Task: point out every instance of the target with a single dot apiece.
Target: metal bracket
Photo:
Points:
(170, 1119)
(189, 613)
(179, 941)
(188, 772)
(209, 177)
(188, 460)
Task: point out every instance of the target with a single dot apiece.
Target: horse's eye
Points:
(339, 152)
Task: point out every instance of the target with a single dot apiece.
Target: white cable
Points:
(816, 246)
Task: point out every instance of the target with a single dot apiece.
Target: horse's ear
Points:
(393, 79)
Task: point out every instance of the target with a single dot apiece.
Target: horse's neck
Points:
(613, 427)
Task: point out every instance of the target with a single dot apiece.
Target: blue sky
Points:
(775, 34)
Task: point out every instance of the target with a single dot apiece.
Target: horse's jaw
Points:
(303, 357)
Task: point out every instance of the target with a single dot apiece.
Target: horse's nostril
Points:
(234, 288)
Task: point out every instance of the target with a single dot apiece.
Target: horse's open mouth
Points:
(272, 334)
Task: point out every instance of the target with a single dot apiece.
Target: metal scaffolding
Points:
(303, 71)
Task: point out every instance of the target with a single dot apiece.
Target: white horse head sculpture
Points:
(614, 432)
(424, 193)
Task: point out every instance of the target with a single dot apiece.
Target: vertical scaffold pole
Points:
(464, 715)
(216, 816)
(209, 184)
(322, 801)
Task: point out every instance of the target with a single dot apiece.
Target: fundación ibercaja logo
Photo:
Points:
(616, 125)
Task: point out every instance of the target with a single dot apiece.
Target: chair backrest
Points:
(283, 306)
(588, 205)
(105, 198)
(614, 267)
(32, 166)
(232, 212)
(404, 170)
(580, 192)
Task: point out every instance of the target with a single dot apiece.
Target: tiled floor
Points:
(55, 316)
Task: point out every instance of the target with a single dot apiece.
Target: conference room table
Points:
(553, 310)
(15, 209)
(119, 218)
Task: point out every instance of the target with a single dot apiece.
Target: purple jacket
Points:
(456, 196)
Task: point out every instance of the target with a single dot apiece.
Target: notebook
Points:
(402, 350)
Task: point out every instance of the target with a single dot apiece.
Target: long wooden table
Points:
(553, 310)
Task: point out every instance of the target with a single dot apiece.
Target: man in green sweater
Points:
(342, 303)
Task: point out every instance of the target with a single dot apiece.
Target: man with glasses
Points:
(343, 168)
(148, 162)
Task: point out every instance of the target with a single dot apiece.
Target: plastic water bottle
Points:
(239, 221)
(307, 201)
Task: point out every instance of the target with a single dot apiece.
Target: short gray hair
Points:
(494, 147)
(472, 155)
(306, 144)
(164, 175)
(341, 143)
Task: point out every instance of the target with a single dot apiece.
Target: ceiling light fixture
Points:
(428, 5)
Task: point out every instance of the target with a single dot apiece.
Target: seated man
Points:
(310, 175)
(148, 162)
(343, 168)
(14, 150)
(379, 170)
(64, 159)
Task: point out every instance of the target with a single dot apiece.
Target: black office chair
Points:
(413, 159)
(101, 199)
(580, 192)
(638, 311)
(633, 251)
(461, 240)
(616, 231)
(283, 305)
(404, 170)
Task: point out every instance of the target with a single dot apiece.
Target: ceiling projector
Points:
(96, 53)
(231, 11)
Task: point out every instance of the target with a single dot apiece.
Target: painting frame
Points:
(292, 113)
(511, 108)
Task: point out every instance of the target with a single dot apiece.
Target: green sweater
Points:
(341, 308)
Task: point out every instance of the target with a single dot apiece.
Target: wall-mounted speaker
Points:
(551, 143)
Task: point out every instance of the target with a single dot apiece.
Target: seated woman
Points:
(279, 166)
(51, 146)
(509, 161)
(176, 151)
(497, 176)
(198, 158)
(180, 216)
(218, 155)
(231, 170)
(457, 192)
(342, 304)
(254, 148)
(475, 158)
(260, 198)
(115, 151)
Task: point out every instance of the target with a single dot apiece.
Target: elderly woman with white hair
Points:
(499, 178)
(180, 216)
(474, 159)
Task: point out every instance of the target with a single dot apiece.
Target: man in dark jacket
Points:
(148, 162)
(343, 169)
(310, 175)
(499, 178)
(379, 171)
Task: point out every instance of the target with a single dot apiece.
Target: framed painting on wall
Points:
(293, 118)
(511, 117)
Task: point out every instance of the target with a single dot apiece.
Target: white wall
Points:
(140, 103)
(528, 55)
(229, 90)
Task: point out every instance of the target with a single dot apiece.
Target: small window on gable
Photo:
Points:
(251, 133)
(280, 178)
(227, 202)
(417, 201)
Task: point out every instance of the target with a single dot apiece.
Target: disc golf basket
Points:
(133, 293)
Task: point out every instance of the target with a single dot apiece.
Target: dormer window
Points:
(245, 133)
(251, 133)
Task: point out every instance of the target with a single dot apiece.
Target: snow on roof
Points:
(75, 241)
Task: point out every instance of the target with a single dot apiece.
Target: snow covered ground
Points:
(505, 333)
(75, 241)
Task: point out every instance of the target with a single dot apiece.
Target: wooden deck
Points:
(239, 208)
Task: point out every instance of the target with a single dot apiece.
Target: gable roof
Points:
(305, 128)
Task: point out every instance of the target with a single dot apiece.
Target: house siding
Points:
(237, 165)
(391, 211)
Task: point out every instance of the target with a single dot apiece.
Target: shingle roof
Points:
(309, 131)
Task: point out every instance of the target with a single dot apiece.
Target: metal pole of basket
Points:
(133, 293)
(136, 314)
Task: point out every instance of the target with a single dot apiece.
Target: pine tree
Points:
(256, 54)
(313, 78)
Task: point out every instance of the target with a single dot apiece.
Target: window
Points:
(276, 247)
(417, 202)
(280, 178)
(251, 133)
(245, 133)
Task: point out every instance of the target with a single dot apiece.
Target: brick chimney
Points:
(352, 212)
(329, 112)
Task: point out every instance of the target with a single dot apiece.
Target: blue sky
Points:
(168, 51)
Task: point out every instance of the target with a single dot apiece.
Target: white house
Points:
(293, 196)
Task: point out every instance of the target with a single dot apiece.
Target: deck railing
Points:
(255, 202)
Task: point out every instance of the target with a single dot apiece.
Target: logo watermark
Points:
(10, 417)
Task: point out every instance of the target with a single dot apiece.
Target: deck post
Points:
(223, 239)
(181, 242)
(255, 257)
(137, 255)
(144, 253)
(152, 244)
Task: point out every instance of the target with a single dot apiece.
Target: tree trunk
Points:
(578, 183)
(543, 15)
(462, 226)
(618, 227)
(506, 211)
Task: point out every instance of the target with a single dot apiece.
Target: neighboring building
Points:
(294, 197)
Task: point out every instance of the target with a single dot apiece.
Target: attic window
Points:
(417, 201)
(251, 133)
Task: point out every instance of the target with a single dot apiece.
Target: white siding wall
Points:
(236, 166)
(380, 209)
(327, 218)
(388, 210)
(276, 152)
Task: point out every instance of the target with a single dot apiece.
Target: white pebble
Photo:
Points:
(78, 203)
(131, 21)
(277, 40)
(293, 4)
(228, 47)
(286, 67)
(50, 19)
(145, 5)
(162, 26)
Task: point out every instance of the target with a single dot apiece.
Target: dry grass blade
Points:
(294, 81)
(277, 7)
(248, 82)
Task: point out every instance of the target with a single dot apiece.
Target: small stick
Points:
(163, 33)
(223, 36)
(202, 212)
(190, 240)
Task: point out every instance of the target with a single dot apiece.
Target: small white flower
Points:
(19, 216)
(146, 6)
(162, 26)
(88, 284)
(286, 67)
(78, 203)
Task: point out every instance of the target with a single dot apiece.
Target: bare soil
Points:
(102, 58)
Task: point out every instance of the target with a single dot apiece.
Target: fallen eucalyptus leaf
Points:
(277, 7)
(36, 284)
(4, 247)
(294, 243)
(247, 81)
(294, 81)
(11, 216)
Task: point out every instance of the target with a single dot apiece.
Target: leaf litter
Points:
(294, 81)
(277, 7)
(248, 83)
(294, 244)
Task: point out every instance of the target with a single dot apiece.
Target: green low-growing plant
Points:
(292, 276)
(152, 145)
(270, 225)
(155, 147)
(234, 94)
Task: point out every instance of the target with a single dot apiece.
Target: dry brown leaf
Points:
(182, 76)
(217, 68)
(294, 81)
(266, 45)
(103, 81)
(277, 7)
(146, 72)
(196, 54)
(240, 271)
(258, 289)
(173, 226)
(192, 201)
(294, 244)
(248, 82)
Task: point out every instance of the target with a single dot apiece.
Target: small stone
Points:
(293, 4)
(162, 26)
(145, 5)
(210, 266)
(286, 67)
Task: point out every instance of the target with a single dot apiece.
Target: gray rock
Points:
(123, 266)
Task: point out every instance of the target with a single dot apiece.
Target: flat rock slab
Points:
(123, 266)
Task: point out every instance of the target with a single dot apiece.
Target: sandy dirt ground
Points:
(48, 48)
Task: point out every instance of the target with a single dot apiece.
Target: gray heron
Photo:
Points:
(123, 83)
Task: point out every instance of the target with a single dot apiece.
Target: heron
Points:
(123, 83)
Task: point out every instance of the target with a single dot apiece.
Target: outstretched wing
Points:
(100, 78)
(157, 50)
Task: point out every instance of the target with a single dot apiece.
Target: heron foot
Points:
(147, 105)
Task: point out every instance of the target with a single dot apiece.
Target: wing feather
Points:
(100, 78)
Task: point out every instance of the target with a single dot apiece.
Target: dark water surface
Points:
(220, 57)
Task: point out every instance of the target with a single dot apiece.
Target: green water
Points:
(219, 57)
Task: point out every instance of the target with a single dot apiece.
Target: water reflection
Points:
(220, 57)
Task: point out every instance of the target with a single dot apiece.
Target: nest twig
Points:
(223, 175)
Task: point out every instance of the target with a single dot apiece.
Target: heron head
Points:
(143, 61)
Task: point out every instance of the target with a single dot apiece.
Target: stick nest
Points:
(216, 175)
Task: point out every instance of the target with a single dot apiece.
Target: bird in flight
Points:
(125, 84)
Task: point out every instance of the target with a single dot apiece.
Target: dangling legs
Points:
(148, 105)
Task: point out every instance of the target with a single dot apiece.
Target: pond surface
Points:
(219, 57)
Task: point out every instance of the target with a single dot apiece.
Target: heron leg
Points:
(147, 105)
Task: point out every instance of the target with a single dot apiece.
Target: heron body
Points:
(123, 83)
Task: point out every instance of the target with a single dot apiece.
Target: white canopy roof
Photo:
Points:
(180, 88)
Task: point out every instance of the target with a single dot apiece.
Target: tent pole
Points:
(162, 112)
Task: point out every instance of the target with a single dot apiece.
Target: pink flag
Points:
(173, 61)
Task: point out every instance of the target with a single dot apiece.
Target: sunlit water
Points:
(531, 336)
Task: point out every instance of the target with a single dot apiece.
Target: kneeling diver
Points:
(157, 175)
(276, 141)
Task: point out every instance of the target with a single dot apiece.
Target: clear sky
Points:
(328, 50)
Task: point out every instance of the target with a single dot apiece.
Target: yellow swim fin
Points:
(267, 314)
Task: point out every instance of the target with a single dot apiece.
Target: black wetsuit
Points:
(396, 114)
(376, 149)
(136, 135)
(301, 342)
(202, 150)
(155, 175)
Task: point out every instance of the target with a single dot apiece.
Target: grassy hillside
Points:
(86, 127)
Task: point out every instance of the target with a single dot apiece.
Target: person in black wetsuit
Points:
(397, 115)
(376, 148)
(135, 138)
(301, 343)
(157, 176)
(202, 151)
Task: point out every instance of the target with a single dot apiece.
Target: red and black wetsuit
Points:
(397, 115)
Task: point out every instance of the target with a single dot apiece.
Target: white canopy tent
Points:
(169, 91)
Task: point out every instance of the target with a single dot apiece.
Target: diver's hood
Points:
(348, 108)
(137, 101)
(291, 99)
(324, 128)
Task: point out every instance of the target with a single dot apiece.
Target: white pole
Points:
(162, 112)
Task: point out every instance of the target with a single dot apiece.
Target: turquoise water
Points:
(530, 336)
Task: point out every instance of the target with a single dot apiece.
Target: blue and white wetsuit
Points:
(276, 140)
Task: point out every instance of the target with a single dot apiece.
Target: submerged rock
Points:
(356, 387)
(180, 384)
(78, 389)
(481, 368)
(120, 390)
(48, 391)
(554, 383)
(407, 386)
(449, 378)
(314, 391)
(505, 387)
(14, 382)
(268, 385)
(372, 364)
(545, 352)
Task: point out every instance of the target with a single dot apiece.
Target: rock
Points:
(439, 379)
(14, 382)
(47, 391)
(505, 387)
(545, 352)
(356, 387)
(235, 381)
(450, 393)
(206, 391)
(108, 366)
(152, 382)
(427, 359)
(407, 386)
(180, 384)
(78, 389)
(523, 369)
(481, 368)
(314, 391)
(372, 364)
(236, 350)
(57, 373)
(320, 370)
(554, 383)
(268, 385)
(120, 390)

§ PROBLEM STATEMENT
Looking at the entries above, copy out every line in which "horse" occurs.

§ EXERCISE RESPONSE
Target: horse's eye
Target: horse's ear
Target: horse's neck
Target: horse's jaw
Target: horse's nostril
Target: horse's open mouth
Target: white horse head sculpture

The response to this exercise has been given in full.